» PROBLEM DETAILS
Please reproduce, exactly and in full, the lines from the one containing "Someone claims the white" to the end of the material below.

» RECORDS FOR THIS TASK
# # # #

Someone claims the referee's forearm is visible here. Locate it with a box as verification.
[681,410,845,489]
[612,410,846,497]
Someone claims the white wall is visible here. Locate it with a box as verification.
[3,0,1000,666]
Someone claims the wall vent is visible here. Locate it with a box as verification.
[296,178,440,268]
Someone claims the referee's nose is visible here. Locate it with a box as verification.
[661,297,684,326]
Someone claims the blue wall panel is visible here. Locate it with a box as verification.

# # # #

» WRITTEN SOLUTION
Someone claims the white wall is visible here. Locate it with a box as verification.
[3,0,1000,666]
Someone claims the wall vent is visible here. Locate it with a box as verification.
[296,178,440,268]
Someone claims the referee's nose is visible here. Locate it with a box as verification.
[661,297,684,326]
Someone claims the blue wall panel is visible here. Locate it with a box as verification.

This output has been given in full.